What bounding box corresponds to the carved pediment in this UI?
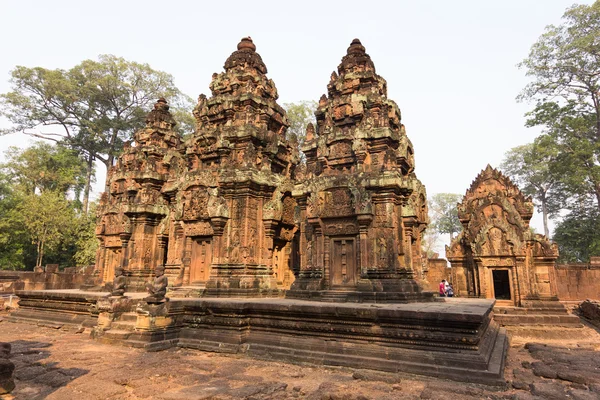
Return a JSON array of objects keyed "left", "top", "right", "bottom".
[
  {"left": 473, "top": 224, "right": 520, "bottom": 257},
  {"left": 181, "top": 187, "right": 210, "bottom": 221},
  {"left": 321, "top": 188, "right": 354, "bottom": 218}
]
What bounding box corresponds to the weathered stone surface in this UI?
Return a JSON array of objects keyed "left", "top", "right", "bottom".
[
  {"left": 531, "top": 362, "right": 557, "bottom": 379},
  {"left": 530, "top": 382, "right": 568, "bottom": 399},
  {"left": 0, "top": 342, "right": 15, "bottom": 395},
  {"left": 2, "top": 320, "right": 600, "bottom": 400},
  {"left": 579, "top": 300, "right": 600, "bottom": 327},
  {"left": 568, "top": 388, "right": 599, "bottom": 400},
  {"left": 352, "top": 370, "right": 402, "bottom": 384}
]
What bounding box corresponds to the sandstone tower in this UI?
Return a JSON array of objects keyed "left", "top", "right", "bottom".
[{"left": 287, "top": 39, "right": 431, "bottom": 302}]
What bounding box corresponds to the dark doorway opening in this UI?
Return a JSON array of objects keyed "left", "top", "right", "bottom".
[{"left": 492, "top": 270, "right": 511, "bottom": 300}]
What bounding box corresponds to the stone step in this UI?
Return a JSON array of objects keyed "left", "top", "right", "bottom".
[
  {"left": 319, "top": 291, "right": 354, "bottom": 302},
  {"left": 118, "top": 313, "right": 138, "bottom": 323},
  {"left": 103, "top": 329, "right": 133, "bottom": 340},
  {"left": 493, "top": 313, "right": 582, "bottom": 327},
  {"left": 494, "top": 307, "right": 571, "bottom": 315},
  {"left": 110, "top": 321, "right": 136, "bottom": 331}
]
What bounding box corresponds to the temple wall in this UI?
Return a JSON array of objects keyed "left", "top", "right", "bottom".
[
  {"left": 423, "top": 258, "right": 450, "bottom": 292},
  {"left": 0, "top": 268, "right": 98, "bottom": 293},
  {"left": 554, "top": 262, "right": 600, "bottom": 301}
]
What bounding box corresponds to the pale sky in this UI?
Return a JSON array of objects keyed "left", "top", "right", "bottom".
[{"left": 0, "top": 0, "right": 590, "bottom": 252}]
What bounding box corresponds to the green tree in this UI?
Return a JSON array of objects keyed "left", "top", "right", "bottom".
[
  {"left": 18, "top": 190, "right": 76, "bottom": 269},
  {"left": 500, "top": 137, "right": 564, "bottom": 237},
  {"left": 72, "top": 203, "right": 98, "bottom": 267},
  {"left": 429, "top": 193, "right": 463, "bottom": 242},
  {"left": 553, "top": 202, "right": 600, "bottom": 263},
  {"left": 284, "top": 101, "right": 317, "bottom": 158},
  {"left": 0, "top": 55, "right": 193, "bottom": 212},
  {"left": 518, "top": 1, "right": 600, "bottom": 211},
  {"left": 0, "top": 145, "right": 95, "bottom": 270},
  {"left": 3, "top": 143, "right": 88, "bottom": 201},
  {"left": 0, "top": 171, "right": 31, "bottom": 269},
  {"left": 421, "top": 227, "right": 441, "bottom": 259}
]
····················
Work to complete | Extract every line containing the string "bounding" from the material.

Result |
What bounding box corresponds to the carved pediment in this UI?
What bounding box corresponds to the weathered stone surface in this UI?
What bounding box corresponds to the sandstone tower in this UI?
What bounding box corresponds to the dark doorway opening in this UI?
What bounding box corresponds to the stone step in this UI?
What bounding box corresponds to the temple wall in this UI?
What bounding box corresponds to the pale sky in this UI?
What bounding box corresponds to the green tree in this UI?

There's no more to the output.